JOB
Output word for word the lines from the one with "Where can you see the range" to the final line of the data, both ends included, but skip the pictures.

# # # # #

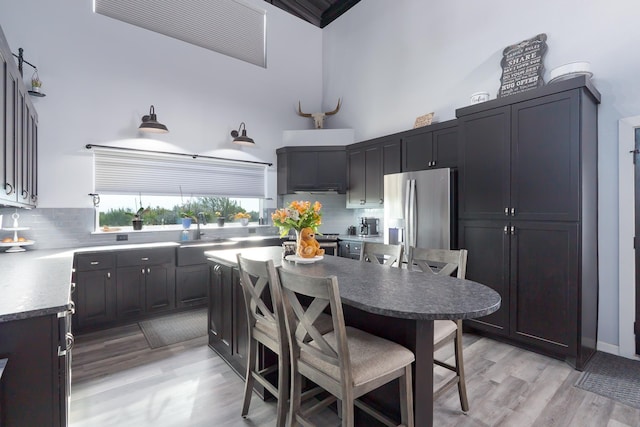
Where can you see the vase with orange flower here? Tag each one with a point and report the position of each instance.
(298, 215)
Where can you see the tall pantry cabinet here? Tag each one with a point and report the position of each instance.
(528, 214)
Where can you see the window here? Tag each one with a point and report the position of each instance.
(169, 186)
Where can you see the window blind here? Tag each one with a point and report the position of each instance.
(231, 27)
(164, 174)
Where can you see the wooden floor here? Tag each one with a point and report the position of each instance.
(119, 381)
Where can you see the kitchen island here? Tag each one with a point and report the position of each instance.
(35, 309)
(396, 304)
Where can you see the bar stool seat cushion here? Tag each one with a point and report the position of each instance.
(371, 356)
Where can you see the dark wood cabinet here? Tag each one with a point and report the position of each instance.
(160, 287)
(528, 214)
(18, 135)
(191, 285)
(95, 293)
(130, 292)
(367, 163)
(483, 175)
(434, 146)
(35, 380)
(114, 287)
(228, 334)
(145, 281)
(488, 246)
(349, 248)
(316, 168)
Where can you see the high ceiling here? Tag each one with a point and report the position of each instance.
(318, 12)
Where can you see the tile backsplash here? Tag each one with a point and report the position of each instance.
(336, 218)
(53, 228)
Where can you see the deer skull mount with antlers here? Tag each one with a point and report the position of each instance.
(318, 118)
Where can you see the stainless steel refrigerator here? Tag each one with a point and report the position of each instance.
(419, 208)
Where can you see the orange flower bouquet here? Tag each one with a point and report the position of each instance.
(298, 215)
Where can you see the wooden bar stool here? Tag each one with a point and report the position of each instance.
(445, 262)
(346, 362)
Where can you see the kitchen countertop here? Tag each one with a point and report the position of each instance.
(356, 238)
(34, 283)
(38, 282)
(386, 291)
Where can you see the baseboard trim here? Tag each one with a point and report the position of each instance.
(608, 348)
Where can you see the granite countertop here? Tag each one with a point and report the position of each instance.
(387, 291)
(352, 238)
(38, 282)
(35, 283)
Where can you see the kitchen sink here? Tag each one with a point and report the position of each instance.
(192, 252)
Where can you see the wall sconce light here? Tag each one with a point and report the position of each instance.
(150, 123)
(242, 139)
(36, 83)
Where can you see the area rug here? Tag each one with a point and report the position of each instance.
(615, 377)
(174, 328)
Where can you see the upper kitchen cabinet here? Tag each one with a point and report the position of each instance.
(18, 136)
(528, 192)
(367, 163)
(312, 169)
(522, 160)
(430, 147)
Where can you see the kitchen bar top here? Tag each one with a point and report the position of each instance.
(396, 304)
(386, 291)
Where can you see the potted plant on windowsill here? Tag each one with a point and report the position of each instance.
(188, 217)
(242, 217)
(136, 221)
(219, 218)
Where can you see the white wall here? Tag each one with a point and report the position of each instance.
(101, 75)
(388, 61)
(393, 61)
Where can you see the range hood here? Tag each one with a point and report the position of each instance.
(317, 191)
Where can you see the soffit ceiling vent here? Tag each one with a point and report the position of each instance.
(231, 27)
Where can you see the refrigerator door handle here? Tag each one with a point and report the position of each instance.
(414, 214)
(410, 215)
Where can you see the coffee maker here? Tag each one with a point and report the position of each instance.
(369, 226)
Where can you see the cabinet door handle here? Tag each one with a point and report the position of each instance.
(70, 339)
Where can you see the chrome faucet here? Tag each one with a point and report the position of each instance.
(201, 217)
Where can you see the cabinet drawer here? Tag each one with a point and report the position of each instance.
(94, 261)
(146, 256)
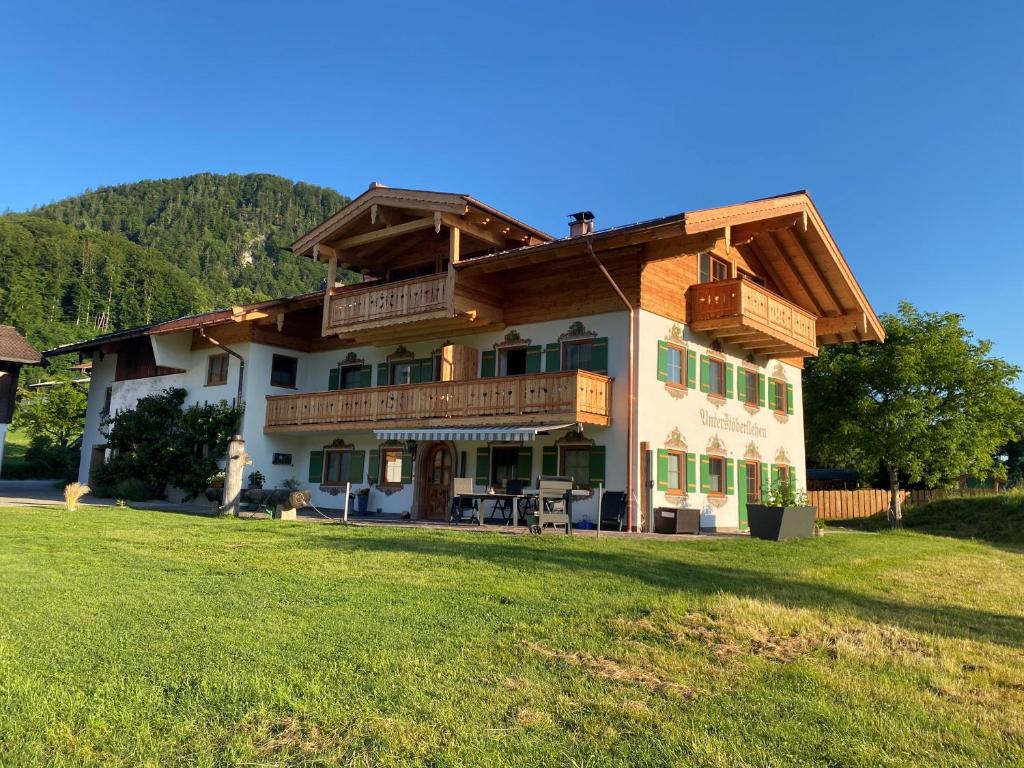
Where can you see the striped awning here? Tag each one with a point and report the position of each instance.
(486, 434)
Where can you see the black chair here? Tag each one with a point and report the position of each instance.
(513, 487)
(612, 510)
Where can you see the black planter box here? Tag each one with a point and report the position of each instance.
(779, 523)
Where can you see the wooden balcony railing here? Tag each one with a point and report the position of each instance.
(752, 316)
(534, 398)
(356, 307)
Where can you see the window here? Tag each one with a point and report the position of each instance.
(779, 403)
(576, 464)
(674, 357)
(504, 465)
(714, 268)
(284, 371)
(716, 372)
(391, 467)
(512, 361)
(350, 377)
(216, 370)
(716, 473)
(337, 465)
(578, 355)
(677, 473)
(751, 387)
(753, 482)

# # # # #

CORRECT RESPONSE
Where can you see the range hood here? Tag each one with a point and report the position of each instance.
(317, 191)
Where can you see the soffit ceiling vent here? Tag each one with a point and report the position of each instance.
(231, 27)
Where can you see the refrigerator door handle here? Tag each one with a point and report the position of each instance.
(414, 214)
(410, 215)
Where can you see the coffee maker here? Tag each one with a point and report the position of each instance.
(369, 226)
Where can you see the cabinet door handle here? Tag each one with a point and report the position of each instance.
(70, 339)
Where can you see the chrome faucet here? Tag each one with a point and report the position of each instance.
(201, 217)
Where can you see the cabinet drawer here? Tag each one with a point and report the position of each instance.
(94, 261)
(146, 256)
Where can you see the striped awning here? Tag each one with a point and report the position of each instance.
(486, 434)
Where can you see the black chair here? Tag each one with a point and report the position of each instance.
(513, 487)
(612, 510)
Where can you see the black planter box here? Tag each one with a point and report the position of each instance.
(779, 523)
Where can you see the wooden balcony railing here? Tag each one with a point and report the position of each instance.
(752, 316)
(534, 398)
(356, 307)
Where can you see the window here? Tag each one with a point and report the position of each instance.
(779, 403)
(576, 464)
(674, 357)
(504, 465)
(714, 268)
(284, 371)
(716, 372)
(391, 467)
(512, 361)
(350, 377)
(216, 370)
(716, 473)
(337, 465)
(578, 355)
(677, 473)
(751, 387)
(753, 482)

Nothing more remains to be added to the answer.